Try it: Lines with the word "side": copy all of them from the entries below.

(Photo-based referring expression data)
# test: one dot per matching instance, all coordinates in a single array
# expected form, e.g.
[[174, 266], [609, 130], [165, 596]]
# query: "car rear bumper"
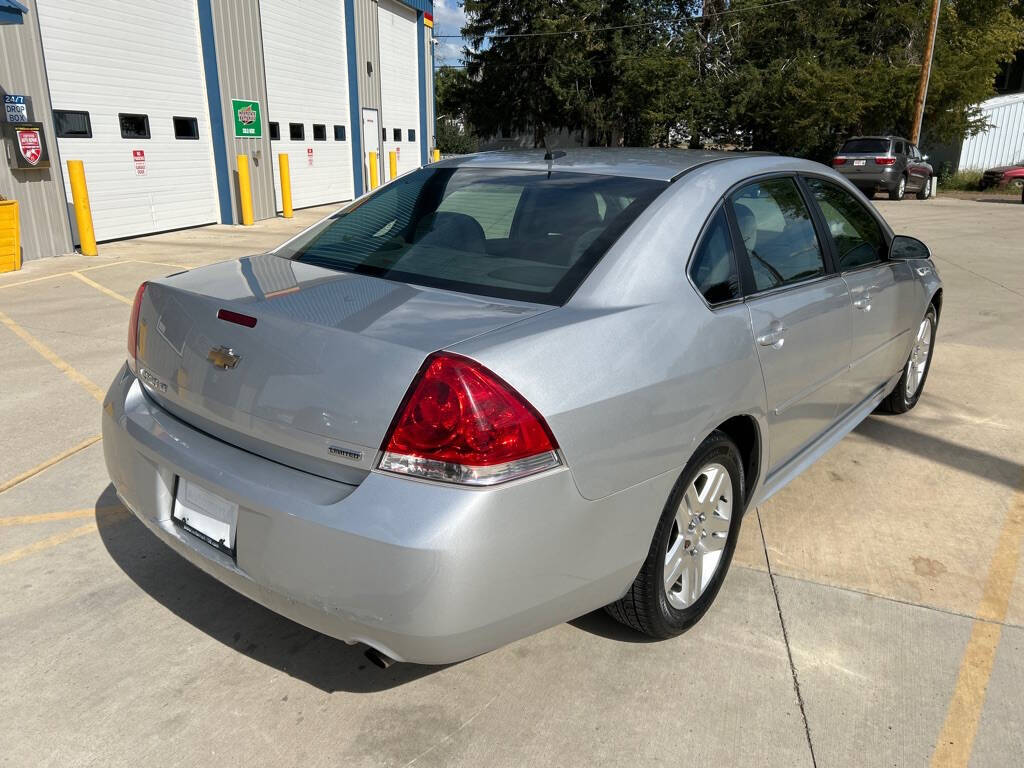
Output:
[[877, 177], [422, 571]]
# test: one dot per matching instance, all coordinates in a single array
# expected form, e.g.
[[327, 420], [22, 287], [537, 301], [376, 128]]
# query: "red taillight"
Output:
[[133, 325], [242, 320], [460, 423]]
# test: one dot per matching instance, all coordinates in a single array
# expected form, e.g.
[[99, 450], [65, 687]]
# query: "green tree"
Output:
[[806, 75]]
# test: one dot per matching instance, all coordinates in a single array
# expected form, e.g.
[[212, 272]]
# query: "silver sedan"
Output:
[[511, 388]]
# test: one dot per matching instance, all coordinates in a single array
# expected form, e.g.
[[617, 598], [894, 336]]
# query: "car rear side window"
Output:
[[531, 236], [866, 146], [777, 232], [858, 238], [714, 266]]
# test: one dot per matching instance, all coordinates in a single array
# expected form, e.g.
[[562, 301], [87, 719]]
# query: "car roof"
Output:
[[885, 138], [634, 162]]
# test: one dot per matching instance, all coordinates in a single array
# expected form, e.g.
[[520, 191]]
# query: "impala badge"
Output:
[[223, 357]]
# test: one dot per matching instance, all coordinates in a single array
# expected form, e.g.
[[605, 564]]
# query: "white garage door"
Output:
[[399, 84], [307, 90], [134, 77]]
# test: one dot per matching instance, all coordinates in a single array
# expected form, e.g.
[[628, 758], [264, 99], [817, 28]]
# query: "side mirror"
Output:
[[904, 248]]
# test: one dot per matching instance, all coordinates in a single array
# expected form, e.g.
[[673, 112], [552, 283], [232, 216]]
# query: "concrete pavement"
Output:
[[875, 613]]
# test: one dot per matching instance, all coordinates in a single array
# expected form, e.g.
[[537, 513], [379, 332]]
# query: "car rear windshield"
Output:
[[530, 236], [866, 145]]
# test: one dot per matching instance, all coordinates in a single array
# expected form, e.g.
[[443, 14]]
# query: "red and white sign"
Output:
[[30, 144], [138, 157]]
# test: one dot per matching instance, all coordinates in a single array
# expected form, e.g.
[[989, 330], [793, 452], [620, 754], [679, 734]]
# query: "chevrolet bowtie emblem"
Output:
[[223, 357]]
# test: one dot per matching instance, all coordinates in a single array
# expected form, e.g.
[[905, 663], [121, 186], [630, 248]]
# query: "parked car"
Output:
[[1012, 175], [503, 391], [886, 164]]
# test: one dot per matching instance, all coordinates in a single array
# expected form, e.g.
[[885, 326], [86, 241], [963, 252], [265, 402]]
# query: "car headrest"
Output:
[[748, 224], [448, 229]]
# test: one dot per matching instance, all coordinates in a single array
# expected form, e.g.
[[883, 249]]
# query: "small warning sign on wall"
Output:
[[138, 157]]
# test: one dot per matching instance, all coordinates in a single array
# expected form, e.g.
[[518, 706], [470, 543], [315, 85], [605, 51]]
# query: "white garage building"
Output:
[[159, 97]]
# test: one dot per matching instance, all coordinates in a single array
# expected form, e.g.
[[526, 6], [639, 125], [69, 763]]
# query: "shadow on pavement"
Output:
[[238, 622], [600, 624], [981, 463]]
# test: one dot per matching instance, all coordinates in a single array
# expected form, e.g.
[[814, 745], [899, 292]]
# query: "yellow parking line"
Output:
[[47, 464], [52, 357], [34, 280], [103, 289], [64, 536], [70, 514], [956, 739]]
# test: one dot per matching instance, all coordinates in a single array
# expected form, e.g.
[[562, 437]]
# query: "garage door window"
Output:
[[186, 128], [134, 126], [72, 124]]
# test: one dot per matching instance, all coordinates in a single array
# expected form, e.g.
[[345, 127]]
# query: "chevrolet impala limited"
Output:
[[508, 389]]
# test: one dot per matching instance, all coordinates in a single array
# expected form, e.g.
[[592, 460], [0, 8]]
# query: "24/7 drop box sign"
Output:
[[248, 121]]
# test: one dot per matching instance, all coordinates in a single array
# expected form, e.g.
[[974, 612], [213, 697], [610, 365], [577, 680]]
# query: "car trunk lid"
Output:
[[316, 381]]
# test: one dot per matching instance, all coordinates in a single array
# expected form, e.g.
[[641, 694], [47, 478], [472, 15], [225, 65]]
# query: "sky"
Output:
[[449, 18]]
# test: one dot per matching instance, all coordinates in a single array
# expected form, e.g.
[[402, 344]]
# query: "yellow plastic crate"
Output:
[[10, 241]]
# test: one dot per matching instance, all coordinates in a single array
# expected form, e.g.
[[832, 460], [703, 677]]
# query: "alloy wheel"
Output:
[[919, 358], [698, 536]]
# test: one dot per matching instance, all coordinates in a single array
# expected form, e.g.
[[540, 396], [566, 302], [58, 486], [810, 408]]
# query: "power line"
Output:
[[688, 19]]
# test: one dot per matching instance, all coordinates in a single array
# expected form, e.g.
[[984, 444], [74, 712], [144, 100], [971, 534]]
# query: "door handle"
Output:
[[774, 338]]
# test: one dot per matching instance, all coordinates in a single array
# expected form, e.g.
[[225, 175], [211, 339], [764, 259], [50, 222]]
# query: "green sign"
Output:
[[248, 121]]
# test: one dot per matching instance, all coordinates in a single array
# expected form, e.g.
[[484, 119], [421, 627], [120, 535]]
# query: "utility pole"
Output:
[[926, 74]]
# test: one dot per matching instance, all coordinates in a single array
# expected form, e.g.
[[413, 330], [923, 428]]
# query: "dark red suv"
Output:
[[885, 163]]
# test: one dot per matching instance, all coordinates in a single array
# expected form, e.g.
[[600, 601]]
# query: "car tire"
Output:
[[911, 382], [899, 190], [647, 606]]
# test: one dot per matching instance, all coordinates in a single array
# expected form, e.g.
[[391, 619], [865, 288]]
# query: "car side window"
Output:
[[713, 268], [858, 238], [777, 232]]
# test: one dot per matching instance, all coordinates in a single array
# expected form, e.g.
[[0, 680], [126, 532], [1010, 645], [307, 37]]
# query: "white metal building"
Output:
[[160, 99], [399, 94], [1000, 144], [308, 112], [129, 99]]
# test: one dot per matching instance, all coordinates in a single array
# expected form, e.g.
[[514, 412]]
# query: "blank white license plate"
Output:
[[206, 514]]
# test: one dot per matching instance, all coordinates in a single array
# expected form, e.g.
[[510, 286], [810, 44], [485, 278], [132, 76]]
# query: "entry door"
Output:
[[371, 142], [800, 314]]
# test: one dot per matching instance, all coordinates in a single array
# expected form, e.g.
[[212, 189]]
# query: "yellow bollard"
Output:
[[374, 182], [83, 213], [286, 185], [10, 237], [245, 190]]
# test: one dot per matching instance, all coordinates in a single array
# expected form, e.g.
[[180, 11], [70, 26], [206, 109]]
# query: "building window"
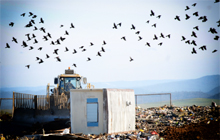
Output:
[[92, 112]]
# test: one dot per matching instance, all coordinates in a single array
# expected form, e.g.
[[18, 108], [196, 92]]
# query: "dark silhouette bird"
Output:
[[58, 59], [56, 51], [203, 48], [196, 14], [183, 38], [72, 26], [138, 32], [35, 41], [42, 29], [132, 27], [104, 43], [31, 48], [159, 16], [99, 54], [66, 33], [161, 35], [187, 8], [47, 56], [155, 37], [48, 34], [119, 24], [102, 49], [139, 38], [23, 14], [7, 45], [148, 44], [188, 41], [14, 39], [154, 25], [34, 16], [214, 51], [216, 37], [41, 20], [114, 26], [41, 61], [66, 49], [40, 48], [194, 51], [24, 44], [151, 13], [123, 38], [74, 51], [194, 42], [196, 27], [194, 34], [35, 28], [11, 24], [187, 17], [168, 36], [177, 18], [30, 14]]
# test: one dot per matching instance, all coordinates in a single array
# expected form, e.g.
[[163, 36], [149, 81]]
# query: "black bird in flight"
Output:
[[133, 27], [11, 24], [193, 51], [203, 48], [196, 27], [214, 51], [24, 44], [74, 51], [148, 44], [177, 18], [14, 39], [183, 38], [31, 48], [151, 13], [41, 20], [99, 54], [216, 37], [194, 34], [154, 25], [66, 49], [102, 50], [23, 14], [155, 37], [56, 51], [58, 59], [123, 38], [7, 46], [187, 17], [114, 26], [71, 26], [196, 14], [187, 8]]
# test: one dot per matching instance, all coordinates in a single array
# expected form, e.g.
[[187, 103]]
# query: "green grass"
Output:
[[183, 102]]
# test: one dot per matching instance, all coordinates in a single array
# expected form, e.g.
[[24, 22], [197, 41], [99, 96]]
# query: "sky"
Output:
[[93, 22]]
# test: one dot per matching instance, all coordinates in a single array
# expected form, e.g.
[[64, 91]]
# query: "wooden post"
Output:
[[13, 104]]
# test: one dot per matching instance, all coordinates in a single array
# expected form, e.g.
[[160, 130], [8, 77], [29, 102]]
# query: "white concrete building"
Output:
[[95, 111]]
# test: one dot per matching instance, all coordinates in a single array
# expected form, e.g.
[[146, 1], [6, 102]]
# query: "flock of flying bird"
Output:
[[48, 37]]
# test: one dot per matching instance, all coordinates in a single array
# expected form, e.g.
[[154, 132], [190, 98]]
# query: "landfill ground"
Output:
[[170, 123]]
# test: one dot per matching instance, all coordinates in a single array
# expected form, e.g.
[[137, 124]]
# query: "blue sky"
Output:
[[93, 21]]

Expected answer:
# query: "car rear side window"
# query: "side mirror"
# query: "car side window"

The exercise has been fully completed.